• **INSTRUCTIONS FOR THE TASK**
The entries must be restated exactly as written.

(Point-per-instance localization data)
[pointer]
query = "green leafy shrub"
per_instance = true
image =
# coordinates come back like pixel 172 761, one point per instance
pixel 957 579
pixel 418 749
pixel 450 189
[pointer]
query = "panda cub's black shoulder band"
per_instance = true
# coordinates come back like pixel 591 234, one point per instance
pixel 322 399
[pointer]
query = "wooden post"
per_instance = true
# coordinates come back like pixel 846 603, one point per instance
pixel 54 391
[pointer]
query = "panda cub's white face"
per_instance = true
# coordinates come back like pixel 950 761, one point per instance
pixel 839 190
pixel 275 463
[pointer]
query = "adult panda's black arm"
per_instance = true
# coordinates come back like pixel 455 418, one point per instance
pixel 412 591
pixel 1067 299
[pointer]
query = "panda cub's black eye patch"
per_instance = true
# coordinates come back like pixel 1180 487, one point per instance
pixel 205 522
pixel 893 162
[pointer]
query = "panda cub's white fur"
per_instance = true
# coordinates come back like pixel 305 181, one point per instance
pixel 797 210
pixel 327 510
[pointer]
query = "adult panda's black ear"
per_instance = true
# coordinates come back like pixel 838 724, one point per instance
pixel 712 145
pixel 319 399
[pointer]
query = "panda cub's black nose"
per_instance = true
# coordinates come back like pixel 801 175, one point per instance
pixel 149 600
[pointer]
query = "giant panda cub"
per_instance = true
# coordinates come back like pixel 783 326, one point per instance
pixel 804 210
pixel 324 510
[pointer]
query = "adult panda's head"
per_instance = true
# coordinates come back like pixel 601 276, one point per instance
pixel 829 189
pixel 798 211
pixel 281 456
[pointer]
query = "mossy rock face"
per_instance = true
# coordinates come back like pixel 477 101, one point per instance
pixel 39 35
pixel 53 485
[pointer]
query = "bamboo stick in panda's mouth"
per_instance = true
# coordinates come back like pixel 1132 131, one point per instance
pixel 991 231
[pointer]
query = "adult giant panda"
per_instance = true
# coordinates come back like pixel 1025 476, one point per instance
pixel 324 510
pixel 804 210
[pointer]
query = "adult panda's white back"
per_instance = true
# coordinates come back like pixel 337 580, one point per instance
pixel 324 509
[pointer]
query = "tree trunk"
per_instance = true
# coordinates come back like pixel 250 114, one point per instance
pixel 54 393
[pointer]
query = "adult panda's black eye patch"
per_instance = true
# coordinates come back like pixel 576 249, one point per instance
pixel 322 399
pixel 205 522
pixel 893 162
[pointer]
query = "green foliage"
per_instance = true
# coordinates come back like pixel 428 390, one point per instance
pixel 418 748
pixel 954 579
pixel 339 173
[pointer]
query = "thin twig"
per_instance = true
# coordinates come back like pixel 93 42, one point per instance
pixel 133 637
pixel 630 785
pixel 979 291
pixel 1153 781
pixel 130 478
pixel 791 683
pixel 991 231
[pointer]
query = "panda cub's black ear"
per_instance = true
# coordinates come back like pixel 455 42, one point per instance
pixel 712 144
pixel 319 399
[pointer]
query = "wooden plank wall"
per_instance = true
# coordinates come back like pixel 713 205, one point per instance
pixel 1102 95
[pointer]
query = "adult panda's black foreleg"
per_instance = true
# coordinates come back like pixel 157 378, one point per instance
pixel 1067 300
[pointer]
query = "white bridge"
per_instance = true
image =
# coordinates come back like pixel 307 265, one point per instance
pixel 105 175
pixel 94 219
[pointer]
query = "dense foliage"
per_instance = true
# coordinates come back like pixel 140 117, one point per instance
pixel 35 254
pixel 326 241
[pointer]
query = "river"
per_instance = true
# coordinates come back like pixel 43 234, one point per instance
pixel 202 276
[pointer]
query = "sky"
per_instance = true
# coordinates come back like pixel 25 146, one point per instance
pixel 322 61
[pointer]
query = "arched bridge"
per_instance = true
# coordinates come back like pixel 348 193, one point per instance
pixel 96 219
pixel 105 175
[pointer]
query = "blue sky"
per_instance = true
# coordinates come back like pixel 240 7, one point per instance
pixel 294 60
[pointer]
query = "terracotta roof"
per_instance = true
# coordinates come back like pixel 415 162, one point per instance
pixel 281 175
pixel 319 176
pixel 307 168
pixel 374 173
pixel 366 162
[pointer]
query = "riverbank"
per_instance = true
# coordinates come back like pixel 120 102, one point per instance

• **ANSWER FOR THE TASK**
[pointer]
query = "green leafy shrub"
per_instance = true
image =
# coordinates come back like pixel 172 761, one point per instance
pixel 957 579
pixel 418 749
pixel 450 189
[pointer]
query = "panda cub's black shoulder band"
per_instance = true
# coordinates come back like pixel 591 234, one point per instance
pixel 322 399
[pointer]
query = "wooden post"
per_instance = true
# coordinates come back like pixel 846 603, one point per instance
pixel 54 391
[pointer]
query = "panda cub's white face"
per_instance = true
# coordinates come back like pixel 950 761, one point per instance
pixel 839 190
pixel 275 463
[pointer]
query = "adult panda's black arm"
per_instance = true
# coordinates come back like pixel 455 418, one point per instance
pixel 412 591
pixel 1067 299
[pointer]
query = "panda cub's black eye patch"
per_instance = true
# coordinates come back like pixel 1180 487, one point per instance
pixel 205 522
pixel 893 162
[pointer]
query = "panda cub's white fur"
per_instance = true
# coordinates come back like pixel 305 181, one point per instance
pixel 797 210
pixel 327 510
[pointer]
query = "adult panda's black ear"
per_instance = true
# coordinates come back like pixel 838 724, one point per instance
pixel 712 145
pixel 319 399
[pointer]
query = "panda cub's black nose"
per_instance = true
# coordinates come back like pixel 801 175, one point per instance
pixel 149 600
[pointer]
query = "giant panda cub"
per_instance = true
# coordinates come back like pixel 783 326, one point per instance
pixel 804 210
pixel 324 510
[pointer]
query = "adult panda's head"
per_instance = true
# coordinates come back like pixel 601 276, one point per instance
pixel 829 189
pixel 798 211
pixel 281 456
[pointer]
query = "mossy rock face"
per_instance = true
# coordinates come back like pixel 477 101, one point per instance
pixel 39 35
pixel 53 485
[pointer]
query = "bamboo stick in panda's mouth"
per_instance = true
# coordinates come back like pixel 1132 131, one point per instance
pixel 991 231
[pointer]
query = "adult giant panda"
per_instance = true
# coordinates come back like pixel 1025 476, one point per instance
pixel 324 510
pixel 804 210
[pointer]
query = "adult panda's white back"
per_instance = true
# coordinates come back like pixel 337 580, one point per instance
pixel 324 509
[pointer]
query = "tree trunk"
per_instance = true
# coordinates come back like pixel 250 114, one point per instance
pixel 54 393
[pointer]
query = "adult panda's black eye patch"
per_instance = true
# coordinates come back like pixel 576 249, one point per instance
pixel 322 399
pixel 205 522
pixel 893 162
[pointer]
query = "green foliage"
per_instance = true
# coordinates come back like pixel 428 390, one point per instance
pixel 418 748
pixel 954 579
pixel 339 173
[pointer]
query = "thin twig"
per_instance = true
# coordinates come back like pixel 93 42, one point per instance
pixel 133 637
pixel 630 785
pixel 979 291
pixel 1153 781
pixel 130 478
pixel 791 683
pixel 991 231
[pointer]
query = "panda cub's black ear"
per_instance = true
# coordinates come back like pixel 455 42, one point per instance
pixel 712 144
pixel 319 399
[pointer]
query = "wooden plank wall"
per_instance = true
# coordinates come back like pixel 713 205, one point per instance
pixel 1102 95
[pointer]
query = "adult panda's black foreleg"
per_instance = true
# coordinates come back like pixel 157 378, one point per instance
pixel 1067 300
[pointer]
query = "white bridge"
per_instance = true
image =
# coordinates come back like pixel 307 265, one point per instance
pixel 105 175
pixel 94 219
[pointer]
query = "dense foliage"
per_instance = true
# coordinates come back like pixel 140 117, one point per instance
pixel 35 254
pixel 326 241
[pointer]
query = "river"
per_instance = true
# coordinates come back like pixel 43 234, one point per instance
pixel 202 276
[pointer]
query = "sky"
per_instance = true
# coordinates come back like pixel 25 146, one point per instance
pixel 322 61
[pointer]
query = "arched bridge"
per_instance = true
# coordinates come back like pixel 348 193, one point per instance
pixel 96 219
pixel 105 175
[pointer]
query = "blue sky"
per_instance = true
# coordinates come back like pixel 240 7, one point per instance
pixel 294 60
[pointer]
query = "terracotta roof"
per_instance = true
# coordinates come back like pixel 415 162, one point per instance
pixel 281 175
pixel 319 176
pixel 307 168
pixel 374 173
pixel 366 162
[pointer]
query = "riverbank"
per_instance = true
# coordinates come back like pixel 120 102, one point per instance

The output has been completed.